Figure 8. Changes in Visual Attention Across Tasks within Block: AMCEs and #of Fixations.

Together, these findings are consistent with theories of bounded rationality that emphasize the role of choice heuristics for making decisions among multiattribute alternatives. They suggest that subjects adapt to information environments of increasing complexity by adopting strategies to selectively incorporate relevant additional information on attributes that matter most to them, and also by efficiently ignoring less relevant additional information to deal with the increased computational cost.

4.4 Response Robustness across Tasks

One possible concern with the design of our experiment relates to the large number of tasks completed by the subjects. As noted earlier, similar numbers of tasks are common in decision experiments in behavioral economics, marketing, and neuroscience research. Nonetheless, there is still a question as to whether the response quality or choice behavior of the subjects in our experiment degraded or changed as they progressed through their decision tasks. This could be the result of fatigue over time, changing levels of social desirability bias over repeat tasks, simple loss of interest in the exercise after many tasks, or other survey-taking phenomena that could affect the choices (preferences) that respondents make (express) over the course of a survey. Substantial changes in subjects’ choice patterns over decision tasks would then call into question the extent to which results from later tasks are informative or generalizable to survey designs that do not include as many decision tasks.

As already shown in Figure 8(a), we do not find evidence that our subjects’ choice patterns differ meaningfully across the first half and second half of their decision tasks within each block. However, Figure 8(a) pools the results across all six blocks, and it may be that a more abrupt change in choice patterns occurs during the subjects’ earlier tasks. Thus, we replicate this analysis using only data from the first block each subject completed. The results, shown in Figure A.8 in the appendix, similarly reveal little to no change in choice patterns.

* [Work task a]
Decide whether each statement agrees with the passage on decision tasks above. Answer yes or no for each, and quote the passage's deciding words.
(i) Similar numbers of tasks are common in decision experiments in behavioral economics, marketing, and neuroscience research.
(ii) Figure 8(a) uses results from the first block only.
(iii) The replication using first-block data found a large change in choice patterns.

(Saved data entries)
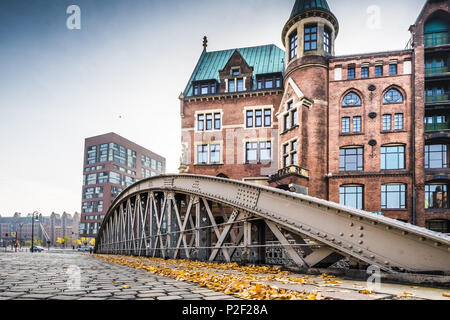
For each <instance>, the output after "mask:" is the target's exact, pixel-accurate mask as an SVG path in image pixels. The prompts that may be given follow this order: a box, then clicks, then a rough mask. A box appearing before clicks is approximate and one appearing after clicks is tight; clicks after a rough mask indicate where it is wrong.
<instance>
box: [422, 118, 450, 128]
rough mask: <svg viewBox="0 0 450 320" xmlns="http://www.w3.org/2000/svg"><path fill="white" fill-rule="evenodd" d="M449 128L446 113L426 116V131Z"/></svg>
mask: <svg viewBox="0 0 450 320" xmlns="http://www.w3.org/2000/svg"><path fill="white" fill-rule="evenodd" d="M448 128H449V125H448V117H447V116H445V115H438V116H428V117H425V130H426V131H440V130H447V129H448Z"/></svg>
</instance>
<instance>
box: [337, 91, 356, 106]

* [Work task b] Echo every line of the saved data entries above, leaving out the pictures.

* [Response box a]
(i) Yes: "similar numbers of tasks are common in decision experiments in behavioral economics, marketing, and neuroscience research"
(ii) No: "Figure 8(a) pools the results across all six blocks"
(iii) No: "similarly reveal little to no change in choice patterns"

* [Response box b]
For each <instance>, the output after "mask:" is the target's exact, pixel-accurate mask as an SVG path in image pixels. The prompts that may be given follow this order: a box, then clicks, then a rough mask. A box appearing before clicks is approximate and one appearing after clicks is tight; clicks after a rough mask indicate where it is wrong.
<instance>
box: [422, 118, 450, 128]
rough mask: <svg viewBox="0 0 450 320" xmlns="http://www.w3.org/2000/svg"><path fill="white" fill-rule="evenodd" d="M449 128L446 113L426 116V131Z"/></svg>
mask: <svg viewBox="0 0 450 320" xmlns="http://www.w3.org/2000/svg"><path fill="white" fill-rule="evenodd" d="M448 128H449V125H448V117H447V116H445V115H438V116H428V117H425V130H426V131H440V130H447V129H448Z"/></svg>
</instance>
<instance>
box: [337, 91, 356, 106]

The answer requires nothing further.